┌─ Entries supplied
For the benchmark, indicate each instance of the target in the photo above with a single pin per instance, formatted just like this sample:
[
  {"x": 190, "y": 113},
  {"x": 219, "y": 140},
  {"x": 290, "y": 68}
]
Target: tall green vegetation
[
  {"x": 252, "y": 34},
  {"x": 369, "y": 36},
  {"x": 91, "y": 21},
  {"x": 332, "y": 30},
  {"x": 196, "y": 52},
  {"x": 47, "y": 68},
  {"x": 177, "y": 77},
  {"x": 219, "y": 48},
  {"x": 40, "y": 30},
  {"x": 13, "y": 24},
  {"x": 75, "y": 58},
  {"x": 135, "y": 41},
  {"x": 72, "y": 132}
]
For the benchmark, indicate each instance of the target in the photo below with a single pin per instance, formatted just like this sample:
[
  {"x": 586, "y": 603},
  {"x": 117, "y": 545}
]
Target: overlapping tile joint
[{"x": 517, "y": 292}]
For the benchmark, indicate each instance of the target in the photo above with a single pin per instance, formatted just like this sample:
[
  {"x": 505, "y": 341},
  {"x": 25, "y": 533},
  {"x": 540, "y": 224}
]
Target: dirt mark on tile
└─
== What this task involves ==
Write out all of the items above again, requests included. Multiply every x and y coordinate in the answers by 0.75 and round to whole numbers, rounding halves up, but leave the numbers in the requests and their format samples unchanged.

== Exercise solution ==
For the benchmark, indicate each instance of the target in the photo above with a single pin per instance, formatted just like this sample:
[
  {"x": 190, "y": 113},
  {"x": 219, "y": 140},
  {"x": 290, "y": 68}
]
Target: tall green vegetation
[
  {"x": 189, "y": 26},
  {"x": 277, "y": 27},
  {"x": 68, "y": 16},
  {"x": 249, "y": 23},
  {"x": 147, "y": 39},
  {"x": 35, "y": 51},
  {"x": 133, "y": 58},
  {"x": 164, "y": 36},
  {"x": 30, "y": 23},
  {"x": 10, "y": 18},
  {"x": 56, "y": 44},
  {"x": 101, "y": 31},
  {"x": 54, "y": 99}
]
For the benchmark, indicate each instance of the target in the photo below with a single pin per instance, formatted just like this sample:
[
  {"x": 586, "y": 603},
  {"x": 117, "y": 545}
]
Target: overlapping tile joint
[{"x": 388, "y": 219}]
For the benchmark, indicate each instance of the target in the photo above with a single pin per instance, formatted just like this sample:
[
  {"x": 505, "y": 341},
  {"x": 25, "y": 533},
  {"x": 540, "y": 224}
]
Target: dirt mark on tile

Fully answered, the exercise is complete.